*Goal*: Rewrite all the lines below as a JSON array of strings, one string for each line, and leave out the blank lines.

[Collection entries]
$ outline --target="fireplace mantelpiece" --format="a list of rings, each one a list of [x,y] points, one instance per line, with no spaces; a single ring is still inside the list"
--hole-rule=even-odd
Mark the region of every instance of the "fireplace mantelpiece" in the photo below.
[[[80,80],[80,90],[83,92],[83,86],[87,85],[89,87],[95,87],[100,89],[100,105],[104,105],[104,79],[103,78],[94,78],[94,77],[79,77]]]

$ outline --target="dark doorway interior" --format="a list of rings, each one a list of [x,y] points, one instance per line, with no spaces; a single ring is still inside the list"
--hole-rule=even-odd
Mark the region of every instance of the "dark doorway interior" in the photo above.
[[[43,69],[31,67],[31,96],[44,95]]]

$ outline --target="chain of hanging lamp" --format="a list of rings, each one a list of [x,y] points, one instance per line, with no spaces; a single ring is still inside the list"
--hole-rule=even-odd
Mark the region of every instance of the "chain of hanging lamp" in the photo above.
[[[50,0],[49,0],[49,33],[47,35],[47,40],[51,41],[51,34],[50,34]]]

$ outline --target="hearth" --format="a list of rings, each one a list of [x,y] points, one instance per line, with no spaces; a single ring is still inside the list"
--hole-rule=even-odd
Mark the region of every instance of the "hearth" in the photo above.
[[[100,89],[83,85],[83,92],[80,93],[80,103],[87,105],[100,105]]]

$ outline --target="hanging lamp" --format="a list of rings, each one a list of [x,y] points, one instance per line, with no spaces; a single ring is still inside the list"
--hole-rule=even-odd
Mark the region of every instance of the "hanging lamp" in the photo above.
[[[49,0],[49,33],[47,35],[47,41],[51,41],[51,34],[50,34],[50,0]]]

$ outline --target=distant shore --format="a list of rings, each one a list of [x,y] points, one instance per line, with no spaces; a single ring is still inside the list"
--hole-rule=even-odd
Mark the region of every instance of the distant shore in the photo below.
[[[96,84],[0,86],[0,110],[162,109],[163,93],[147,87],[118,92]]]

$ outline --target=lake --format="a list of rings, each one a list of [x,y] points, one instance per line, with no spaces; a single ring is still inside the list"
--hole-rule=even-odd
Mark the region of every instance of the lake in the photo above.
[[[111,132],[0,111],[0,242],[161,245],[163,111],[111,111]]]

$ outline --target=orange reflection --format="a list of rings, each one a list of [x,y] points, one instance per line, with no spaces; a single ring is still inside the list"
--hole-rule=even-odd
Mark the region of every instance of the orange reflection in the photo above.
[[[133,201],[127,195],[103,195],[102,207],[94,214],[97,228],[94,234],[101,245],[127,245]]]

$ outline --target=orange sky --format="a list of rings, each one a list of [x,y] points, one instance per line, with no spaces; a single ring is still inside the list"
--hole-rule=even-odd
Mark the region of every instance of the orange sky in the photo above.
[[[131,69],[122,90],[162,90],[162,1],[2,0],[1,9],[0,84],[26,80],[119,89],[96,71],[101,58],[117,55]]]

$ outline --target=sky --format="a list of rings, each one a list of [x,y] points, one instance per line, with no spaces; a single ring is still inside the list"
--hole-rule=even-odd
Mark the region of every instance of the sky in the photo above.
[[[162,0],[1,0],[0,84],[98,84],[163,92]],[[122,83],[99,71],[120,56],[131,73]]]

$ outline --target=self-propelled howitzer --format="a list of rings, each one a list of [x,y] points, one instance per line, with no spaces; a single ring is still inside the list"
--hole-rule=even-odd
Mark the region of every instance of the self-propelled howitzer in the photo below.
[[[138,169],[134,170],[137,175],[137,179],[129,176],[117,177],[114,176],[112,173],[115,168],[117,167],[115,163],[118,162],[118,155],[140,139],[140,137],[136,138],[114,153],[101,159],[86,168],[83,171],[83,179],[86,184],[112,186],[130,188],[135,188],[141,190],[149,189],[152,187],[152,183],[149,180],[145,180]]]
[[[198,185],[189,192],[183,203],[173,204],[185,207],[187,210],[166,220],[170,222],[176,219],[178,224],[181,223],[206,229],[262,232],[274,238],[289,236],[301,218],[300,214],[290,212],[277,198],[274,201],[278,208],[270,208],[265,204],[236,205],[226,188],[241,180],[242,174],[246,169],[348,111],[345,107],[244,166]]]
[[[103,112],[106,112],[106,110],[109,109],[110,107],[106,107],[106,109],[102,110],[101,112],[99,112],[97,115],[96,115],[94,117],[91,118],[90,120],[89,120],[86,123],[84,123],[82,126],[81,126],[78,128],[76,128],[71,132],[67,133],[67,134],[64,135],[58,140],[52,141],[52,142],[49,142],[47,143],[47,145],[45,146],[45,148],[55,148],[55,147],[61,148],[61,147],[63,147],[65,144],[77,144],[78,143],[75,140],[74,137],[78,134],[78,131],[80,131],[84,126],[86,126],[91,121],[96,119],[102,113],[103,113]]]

*Exercise output*:
[
  "$ outline --target=\"fireplace mantelpiece\" --format=\"a list of rings, each one a list of [x,y] points, one instance per line, with no spaces; a single ring is still inside the list\"",
  "--hole-rule=even-odd",
  "Mark the region of every instance of the \"fireplace mantelpiece\" in the photo below.",
  "[[[80,80],[80,90],[83,92],[83,86],[87,85],[89,87],[95,87],[100,89],[100,105],[104,105],[104,79],[103,78],[94,78],[94,77],[79,77]]]",
  "$ outline --target=\"dark doorway interior\" --format=\"a list of rings, each one a list of [x,y] points, one instance per line, with no spaces; a single ring is still inside the list\"",
  "--hole-rule=even-odd",
  "Mark the region of every instance of the \"dark doorway interior\" in the photo above.",
  "[[[43,69],[31,67],[31,96],[44,95]]]",
  "$ outline --target=\"chain of hanging lamp\" --format=\"a list of rings, each one a list of [x,y] points, one instance per line, with no spaces; a single ring is still inside the list\"",
  "--hole-rule=even-odd",
  "Mark the region of every instance of the \"chain of hanging lamp\" in the photo above.",
  "[[[50,0],[49,0],[49,33],[47,35],[47,40],[51,41],[51,34],[50,34]]]",
  "$ outline --target=\"hearth\" --format=\"a list of rings, each one a list of [x,y] points, one instance per line, with no spaces; a single ring is still inside the list\"",
  "--hole-rule=even-odd",
  "Mark the region of every instance of the \"hearth\" in the photo above.",
  "[[[100,89],[83,85],[83,92],[80,93],[80,103],[87,105],[100,105]]]",
  "$ outline --target=\"hanging lamp\" --format=\"a list of rings, each one a list of [x,y] points, one instance per line, with no spaces; a single ring is still inside the list\"",
  "--hole-rule=even-odd",
  "Mark the region of every instance of the \"hanging lamp\" in the photo above.",
  "[[[49,0],[49,33],[47,35],[47,41],[51,41],[51,34],[50,34],[50,0]]]",
  "$ outline --target=distant shore --format=\"a list of rings, each one a list of [x,y] points, one instance per line, with no spaces; a single ring is still inside the list\"",
  "--hole-rule=even-odd",
  "Mark the region of every instance of the distant shore in the photo below.",
  "[[[96,84],[0,86],[0,110],[162,109],[163,93],[147,87],[118,92]]]",
  "$ outline --target=lake --format=\"a list of rings, each one a list of [x,y] points, one instance per line, with no spaces; a single ring is still inside the list\"",
  "--hole-rule=even-odd",
  "Mark the region of every instance of the lake in the photo above.",
  "[[[111,132],[0,111],[0,242],[161,245],[163,111],[111,111]]]",
  "$ outline --target=orange reflection --format=\"a list of rings, each one a list of [x,y] points, one instance per line, with no spaces; a single ring is still inside the list\"",
  "--hole-rule=even-odd",
  "Mark the region of every instance of the orange reflection in the photo above.",
  "[[[133,201],[127,195],[103,195],[102,207],[94,214],[97,228],[94,234],[101,245],[127,245]]]",
  "$ outline --target=orange sky --format=\"a list of rings, each one a list of [x,y] points, one instance per line, with no spaces; a single ring is still inside the list\"",
  "--hole-rule=even-odd",
  "Mark the region of every instance of the orange sky in the photo above.",
  "[[[131,69],[122,90],[162,90],[162,1],[2,0],[1,9],[0,84],[26,80],[119,89],[96,71],[101,58],[117,55]]]",
  "$ outline --target=sky --format=\"a list of rings, each one a list of [x,y] points, one instance per line, with no spaces; a single ring is still inside the list\"",
  "--hole-rule=even-odd",
  "Mark the region of every instance of the sky in the photo above.",
  "[[[162,0],[1,0],[0,84],[98,84],[163,92]],[[122,83],[99,71],[120,56],[131,73]]]",
  "$ outline --target=self-propelled howitzer --format=\"a list of rings, each one a list of [x,y] points, one instance per line, with no spaces; a single ring is still inside the list\"",
  "--hole-rule=even-odd",
  "Mark the region of every instance of the self-propelled howitzer in the photo below.",
  "[[[138,169],[134,170],[137,175],[137,179],[129,176],[117,177],[114,176],[112,173],[115,168],[117,167],[115,163],[118,162],[118,155],[140,139],[140,137],[136,138],[114,153],[101,159],[86,168],[83,171],[83,179],[86,184],[112,186],[130,188],[135,188],[141,190],[149,189],[152,187],[152,183],[149,180],[145,180]]]",
  "[[[198,185],[189,192],[183,203],[173,204],[185,207],[187,210],[166,220],[170,222],[176,219],[178,224],[181,223],[206,229],[262,232],[274,238],[289,236],[301,218],[300,214],[290,212],[277,198],[274,201],[278,208],[270,208],[265,204],[236,205],[226,188],[241,180],[242,174],[246,169],[348,111],[345,107],[244,166]]]",
  "[[[103,112],[106,112],[106,110],[109,109],[110,107],[106,107],[106,109],[102,110],[101,112],[99,112],[97,115],[96,115],[94,117],[91,118],[90,120],[89,120],[86,123],[84,123],[82,126],[81,126],[78,128],[76,128],[71,132],[67,133],[67,134],[64,135],[58,140],[52,141],[52,142],[49,142],[47,143],[47,145],[45,146],[45,148],[55,148],[55,147],[61,148],[61,147],[63,147],[65,144],[77,144],[78,143],[75,140],[74,137],[78,134],[78,131],[80,131],[84,126],[86,126],[91,121],[96,119],[102,113],[103,113]]]"
]